Give back the line that contains "e.g. point(633, 350)" and every following line, exactly as they appear, through the end of the data.

──────────

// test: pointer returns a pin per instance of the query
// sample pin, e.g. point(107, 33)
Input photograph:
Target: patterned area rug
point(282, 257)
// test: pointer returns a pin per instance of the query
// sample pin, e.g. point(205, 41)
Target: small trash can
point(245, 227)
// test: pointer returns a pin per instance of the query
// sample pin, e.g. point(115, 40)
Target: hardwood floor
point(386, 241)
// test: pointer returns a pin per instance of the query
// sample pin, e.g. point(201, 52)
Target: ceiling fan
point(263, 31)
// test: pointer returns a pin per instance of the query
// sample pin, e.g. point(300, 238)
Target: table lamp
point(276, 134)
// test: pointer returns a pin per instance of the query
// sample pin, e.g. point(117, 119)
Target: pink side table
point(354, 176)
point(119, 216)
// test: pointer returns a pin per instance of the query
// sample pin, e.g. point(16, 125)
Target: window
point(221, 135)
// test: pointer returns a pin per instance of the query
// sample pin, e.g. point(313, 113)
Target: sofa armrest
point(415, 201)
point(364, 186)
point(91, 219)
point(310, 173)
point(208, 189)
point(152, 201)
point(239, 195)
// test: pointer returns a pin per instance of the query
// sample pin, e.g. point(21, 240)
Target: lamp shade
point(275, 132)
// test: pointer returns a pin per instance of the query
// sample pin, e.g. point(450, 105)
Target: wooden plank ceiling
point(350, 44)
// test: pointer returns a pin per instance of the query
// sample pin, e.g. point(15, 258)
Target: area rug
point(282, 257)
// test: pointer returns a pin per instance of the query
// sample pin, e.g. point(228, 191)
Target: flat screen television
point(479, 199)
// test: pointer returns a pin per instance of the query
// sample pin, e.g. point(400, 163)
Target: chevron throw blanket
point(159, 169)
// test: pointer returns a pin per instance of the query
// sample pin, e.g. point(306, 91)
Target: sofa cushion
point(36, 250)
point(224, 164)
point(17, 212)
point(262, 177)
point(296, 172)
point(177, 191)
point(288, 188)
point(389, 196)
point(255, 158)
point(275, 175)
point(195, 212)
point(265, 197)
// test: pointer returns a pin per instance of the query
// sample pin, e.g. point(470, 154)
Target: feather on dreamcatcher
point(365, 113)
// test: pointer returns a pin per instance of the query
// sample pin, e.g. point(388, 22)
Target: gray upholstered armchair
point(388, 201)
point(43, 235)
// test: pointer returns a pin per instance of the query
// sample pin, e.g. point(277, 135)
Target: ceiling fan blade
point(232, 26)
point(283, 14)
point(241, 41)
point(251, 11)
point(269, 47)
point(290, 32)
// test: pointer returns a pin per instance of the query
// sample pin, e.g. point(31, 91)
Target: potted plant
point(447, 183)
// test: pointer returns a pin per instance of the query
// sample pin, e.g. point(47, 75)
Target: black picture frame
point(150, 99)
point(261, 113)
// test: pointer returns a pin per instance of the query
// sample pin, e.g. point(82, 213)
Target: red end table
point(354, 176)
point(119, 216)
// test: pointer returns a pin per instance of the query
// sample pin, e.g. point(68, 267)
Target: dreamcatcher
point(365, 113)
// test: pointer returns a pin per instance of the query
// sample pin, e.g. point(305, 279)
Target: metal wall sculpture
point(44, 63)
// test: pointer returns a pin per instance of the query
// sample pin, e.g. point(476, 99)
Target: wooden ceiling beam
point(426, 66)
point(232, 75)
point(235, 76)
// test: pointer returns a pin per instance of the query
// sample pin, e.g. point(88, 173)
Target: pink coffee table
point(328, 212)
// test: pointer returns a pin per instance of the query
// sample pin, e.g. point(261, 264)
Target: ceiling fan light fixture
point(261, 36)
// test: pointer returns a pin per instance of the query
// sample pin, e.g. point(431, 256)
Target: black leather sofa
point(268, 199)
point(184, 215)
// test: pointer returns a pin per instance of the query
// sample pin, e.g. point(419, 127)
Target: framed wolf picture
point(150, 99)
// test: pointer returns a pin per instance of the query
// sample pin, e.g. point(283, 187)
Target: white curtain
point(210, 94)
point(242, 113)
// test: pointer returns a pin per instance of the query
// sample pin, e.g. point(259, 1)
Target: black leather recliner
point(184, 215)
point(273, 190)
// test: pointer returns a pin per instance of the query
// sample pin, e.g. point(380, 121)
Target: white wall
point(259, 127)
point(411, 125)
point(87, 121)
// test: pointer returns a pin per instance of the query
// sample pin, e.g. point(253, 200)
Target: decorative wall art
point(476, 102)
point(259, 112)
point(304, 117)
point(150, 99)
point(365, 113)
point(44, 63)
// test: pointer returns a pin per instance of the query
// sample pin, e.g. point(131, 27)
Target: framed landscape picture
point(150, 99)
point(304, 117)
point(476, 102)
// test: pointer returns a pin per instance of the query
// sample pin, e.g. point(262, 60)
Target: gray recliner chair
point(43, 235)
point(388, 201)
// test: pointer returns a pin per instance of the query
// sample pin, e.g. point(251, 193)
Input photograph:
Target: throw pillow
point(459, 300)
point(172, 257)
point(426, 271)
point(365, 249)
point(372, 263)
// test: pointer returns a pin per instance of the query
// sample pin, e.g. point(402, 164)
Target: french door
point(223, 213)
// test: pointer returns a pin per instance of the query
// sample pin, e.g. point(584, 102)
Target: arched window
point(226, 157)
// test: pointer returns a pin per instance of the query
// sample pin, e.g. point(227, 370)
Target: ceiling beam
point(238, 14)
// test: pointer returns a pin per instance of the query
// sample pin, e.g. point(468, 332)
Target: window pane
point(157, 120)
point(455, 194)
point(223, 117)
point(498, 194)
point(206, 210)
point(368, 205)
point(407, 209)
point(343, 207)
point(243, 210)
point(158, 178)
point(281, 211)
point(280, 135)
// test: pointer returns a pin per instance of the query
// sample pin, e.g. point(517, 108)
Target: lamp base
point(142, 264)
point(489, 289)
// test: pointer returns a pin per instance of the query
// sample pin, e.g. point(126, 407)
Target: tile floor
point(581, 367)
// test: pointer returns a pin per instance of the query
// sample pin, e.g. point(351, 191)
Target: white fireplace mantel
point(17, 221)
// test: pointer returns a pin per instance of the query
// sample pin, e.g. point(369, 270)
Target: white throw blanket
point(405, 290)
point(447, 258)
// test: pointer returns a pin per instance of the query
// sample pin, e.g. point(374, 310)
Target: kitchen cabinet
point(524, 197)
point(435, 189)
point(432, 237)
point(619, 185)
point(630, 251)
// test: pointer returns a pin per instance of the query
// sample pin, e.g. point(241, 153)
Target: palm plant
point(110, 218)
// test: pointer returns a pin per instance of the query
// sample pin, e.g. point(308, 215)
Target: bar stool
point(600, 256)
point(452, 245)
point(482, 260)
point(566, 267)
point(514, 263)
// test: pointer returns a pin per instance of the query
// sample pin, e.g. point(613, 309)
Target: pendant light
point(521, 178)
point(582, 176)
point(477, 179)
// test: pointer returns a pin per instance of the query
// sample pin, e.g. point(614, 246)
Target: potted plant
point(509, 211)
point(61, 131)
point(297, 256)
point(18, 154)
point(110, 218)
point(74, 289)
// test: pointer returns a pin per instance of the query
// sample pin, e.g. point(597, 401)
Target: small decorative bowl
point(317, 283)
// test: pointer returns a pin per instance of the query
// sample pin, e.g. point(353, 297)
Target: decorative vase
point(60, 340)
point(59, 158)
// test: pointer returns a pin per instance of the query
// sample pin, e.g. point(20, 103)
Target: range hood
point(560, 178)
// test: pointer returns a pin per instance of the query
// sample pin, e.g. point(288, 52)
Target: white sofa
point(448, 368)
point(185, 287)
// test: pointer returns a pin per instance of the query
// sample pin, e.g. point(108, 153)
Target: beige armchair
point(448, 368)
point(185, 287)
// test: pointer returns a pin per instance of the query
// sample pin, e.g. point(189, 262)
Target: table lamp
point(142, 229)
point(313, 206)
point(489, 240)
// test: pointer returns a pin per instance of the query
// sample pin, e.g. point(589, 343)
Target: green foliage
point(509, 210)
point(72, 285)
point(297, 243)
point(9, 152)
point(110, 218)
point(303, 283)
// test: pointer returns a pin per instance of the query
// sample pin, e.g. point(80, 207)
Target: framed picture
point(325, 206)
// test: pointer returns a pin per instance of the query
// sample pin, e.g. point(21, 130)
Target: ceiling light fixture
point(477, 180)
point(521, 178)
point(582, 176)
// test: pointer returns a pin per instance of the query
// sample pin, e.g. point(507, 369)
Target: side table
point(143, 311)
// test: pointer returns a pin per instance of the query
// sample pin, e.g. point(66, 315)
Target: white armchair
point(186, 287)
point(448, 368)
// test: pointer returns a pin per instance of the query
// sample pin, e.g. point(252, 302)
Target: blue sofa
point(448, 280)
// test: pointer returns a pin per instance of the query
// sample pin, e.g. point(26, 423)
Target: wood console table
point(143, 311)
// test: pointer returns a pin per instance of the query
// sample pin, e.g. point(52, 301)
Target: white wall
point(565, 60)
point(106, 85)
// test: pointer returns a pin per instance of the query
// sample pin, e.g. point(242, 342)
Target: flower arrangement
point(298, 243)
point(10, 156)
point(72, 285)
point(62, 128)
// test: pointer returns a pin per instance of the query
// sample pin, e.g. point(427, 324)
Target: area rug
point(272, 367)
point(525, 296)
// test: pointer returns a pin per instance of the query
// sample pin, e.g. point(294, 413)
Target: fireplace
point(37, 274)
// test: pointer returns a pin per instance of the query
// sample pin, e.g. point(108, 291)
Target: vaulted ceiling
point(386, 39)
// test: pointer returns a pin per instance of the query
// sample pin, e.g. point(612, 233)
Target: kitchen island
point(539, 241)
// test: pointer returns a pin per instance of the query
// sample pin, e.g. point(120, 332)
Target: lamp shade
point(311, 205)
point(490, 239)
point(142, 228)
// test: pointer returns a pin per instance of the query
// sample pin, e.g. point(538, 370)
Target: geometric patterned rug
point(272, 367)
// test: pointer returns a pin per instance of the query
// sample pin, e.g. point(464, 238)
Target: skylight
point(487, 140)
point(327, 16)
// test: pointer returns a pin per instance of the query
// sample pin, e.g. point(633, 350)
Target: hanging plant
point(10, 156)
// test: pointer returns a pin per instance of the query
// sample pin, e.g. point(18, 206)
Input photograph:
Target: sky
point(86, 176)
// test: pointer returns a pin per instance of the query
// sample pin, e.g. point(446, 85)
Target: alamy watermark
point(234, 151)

──────────

#### OUTPUT FOR THIS TASK:
// sample pin, e.g. point(633, 350)
Target: hanging plant
point(10, 156)
// test: pointer returns a pin per instance of the query
// sample pin, e.g. point(18, 206)
Input photograph:
Target: sky
point(86, 176)
// test: pointer returns a pin per instance of the query
// sample pin, e.g. point(446, 85)
Target: alamy watermark
point(234, 151)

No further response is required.